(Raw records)
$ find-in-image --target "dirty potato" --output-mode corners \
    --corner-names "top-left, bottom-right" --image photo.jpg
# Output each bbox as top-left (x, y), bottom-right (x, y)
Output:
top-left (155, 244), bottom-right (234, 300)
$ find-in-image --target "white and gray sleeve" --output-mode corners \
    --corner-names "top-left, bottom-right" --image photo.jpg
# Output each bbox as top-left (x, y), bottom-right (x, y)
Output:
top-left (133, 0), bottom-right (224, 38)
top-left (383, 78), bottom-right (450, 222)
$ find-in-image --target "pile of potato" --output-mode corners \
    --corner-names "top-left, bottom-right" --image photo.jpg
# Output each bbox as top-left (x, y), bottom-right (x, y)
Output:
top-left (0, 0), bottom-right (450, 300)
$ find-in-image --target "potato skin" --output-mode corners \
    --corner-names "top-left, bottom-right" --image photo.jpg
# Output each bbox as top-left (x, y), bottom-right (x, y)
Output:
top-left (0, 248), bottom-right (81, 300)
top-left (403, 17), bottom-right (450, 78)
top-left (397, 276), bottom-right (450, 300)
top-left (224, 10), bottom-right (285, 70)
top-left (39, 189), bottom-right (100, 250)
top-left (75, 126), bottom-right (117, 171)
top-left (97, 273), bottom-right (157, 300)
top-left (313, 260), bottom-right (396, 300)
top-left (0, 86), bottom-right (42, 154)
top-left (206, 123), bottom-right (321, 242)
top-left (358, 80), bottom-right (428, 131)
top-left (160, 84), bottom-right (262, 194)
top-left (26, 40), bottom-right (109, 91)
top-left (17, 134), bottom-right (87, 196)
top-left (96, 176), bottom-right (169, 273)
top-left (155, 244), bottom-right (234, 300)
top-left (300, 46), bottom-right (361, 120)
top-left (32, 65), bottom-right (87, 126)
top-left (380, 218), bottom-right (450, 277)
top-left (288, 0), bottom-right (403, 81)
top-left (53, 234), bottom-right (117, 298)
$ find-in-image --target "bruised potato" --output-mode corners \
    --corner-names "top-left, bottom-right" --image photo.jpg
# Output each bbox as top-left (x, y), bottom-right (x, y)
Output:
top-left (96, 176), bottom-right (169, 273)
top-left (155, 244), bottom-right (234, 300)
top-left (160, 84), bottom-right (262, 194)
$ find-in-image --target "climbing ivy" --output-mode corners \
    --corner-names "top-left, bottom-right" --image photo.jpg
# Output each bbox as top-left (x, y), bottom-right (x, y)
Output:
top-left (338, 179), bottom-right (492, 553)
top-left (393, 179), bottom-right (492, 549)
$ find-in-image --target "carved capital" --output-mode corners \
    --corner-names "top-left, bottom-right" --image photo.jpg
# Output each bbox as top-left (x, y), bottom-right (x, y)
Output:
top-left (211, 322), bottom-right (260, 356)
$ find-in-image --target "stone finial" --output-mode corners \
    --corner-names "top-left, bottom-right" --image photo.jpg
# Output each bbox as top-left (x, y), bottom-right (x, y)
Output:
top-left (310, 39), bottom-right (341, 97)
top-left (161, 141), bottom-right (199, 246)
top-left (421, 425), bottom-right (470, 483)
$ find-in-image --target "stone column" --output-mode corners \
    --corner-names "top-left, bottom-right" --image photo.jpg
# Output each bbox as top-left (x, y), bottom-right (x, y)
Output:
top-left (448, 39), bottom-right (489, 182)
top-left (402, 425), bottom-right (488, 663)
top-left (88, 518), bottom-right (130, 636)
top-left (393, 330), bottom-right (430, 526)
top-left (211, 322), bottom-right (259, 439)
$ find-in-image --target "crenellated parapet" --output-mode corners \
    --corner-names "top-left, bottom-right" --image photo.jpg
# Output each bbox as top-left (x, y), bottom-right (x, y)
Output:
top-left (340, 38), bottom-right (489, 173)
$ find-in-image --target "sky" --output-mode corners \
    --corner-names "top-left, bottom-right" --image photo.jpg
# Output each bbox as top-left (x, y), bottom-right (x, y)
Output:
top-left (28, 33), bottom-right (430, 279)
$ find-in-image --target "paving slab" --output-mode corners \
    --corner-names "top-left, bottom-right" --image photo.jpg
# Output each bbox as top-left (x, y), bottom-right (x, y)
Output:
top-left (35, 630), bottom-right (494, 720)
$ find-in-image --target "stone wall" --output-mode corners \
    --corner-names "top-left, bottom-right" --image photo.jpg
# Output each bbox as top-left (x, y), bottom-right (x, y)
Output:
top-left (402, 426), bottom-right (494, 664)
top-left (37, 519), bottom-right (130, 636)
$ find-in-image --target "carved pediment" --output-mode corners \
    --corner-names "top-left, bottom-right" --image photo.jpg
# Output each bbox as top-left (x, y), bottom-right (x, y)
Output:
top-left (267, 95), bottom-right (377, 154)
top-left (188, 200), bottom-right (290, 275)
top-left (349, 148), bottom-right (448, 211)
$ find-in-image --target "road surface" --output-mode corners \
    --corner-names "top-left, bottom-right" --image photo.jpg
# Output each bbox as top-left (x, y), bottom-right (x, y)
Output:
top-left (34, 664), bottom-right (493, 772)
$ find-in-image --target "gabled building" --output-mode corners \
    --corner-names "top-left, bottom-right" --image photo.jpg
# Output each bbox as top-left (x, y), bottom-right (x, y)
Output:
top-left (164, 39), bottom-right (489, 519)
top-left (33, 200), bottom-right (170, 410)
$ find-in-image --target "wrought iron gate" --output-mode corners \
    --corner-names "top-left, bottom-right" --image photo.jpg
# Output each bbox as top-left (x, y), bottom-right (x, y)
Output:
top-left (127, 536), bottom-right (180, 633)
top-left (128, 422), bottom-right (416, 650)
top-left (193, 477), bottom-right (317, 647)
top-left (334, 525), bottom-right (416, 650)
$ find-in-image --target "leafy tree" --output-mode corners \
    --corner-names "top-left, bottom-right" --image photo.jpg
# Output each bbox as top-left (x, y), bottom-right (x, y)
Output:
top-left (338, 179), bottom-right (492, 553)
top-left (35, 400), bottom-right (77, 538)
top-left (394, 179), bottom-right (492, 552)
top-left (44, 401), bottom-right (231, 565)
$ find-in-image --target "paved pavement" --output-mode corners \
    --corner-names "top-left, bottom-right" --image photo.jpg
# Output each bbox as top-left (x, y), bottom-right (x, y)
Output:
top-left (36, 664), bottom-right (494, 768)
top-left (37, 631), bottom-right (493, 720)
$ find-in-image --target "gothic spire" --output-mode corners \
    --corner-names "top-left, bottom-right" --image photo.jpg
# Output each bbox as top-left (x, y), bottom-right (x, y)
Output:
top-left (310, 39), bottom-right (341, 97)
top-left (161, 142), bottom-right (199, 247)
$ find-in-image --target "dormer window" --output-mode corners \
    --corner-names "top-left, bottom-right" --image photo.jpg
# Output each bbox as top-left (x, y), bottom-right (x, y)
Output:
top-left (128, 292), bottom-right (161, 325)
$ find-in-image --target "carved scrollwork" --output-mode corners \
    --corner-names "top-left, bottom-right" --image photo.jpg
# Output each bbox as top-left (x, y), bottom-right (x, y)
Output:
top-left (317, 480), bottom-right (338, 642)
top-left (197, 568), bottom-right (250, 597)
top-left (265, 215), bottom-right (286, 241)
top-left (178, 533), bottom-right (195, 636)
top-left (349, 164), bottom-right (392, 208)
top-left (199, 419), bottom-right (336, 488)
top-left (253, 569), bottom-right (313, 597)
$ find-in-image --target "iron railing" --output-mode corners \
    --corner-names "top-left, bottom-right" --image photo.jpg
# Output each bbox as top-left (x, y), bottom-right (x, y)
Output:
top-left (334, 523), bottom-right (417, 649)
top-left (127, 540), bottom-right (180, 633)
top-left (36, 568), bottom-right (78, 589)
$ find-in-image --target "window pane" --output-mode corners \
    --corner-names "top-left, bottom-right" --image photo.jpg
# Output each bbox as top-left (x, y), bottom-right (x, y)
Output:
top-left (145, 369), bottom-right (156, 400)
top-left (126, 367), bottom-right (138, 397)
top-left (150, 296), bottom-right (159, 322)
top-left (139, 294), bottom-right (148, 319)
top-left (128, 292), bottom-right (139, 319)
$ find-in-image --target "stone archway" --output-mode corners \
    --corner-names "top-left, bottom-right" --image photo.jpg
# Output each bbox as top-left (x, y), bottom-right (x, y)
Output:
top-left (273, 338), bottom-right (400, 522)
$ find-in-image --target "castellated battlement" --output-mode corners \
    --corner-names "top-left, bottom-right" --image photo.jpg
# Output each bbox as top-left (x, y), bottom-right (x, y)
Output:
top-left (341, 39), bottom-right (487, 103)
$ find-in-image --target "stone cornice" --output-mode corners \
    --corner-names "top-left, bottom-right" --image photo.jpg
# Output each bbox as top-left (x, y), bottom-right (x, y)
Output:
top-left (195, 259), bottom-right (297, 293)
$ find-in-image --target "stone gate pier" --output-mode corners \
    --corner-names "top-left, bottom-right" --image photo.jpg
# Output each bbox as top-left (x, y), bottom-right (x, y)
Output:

▸ **Set task**: In the stretch from the start of the listing through the line that contains "top-left (53, 234), bottom-right (117, 298)", replace "photo.jpg" with "frame.jpg" and give those lines again with nothing else changed.

▸ **Full output**:
$ find-in-image --target "dirty potato" --output-mode corners \
    --corner-names "top-left, bottom-right" --image frame.jpg
# Output each bbox as top-left (x, y), bottom-right (x, y)
Output:
top-left (155, 244), bottom-right (234, 300)
$ find-in-image --target "white and gray sleeve" --output-mode corners \
    --corner-names "top-left, bottom-right" --image frame.jpg
# Output each bbox as top-left (x, y), bottom-right (x, y)
Output:
top-left (133, 0), bottom-right (224, 38)
top-left (383, 78), bottom-right (450, 222)
$ find-in-image --target "pile of potato" --output-mode corners \
    --corner-names "top-left, bottom-right" --image frame.jpg
# Output each bbox as top-left (x, y), bottom-right (x, y)
Output:
top-left (0, 0), bottom-right (450, 300)
$ find-in-image --target "potato skin" --output-mode corners \
    --corner-names "top-left, bottom-right" --image frame.jpg
# Output each bbox as top-left (x, y), bottom-right (x, y)
Output:
top-left (0, 248), bottom-right (81, 300)
top-left (403, 17), bottom-right (450, 78)
top-left (397, 276), bottom-right (450, 300)
top-left (224, 10), bottom-right (285, 70)
top-left (39, 189), bottom-right (100, 250)
top-left (75, 126), bottom-right (117, 171)
top-left (97, 273), bottom-right (157, 300)
top-left (313, 260), bottom-right (396, 300)
top-left (0, 86), bottom-right (42, 154)
top-left (206, 123), bottom-right (321, 242)
top-left (358, 80), bottom-right (428, 131)
top-left (160, 84), bottom-right (262, 194)
top-left (26, 40), bottom-right (109, 91)
top-left (17, 134), bottom-right (87, 196)
top-left (96, 176), bottom-right (169, 273)
top-left (155, 244), bottom-right (234, 300)
top-left (300, 46), bottom-right (361, 120)
top-left (32, 65), bottom-right (87, 126)
top-left (380, 218), bottom-right (450, 277)
top-left (288, 0), bottom-right (403, 81)
top-left (53, 234), bottom-right (117, 298)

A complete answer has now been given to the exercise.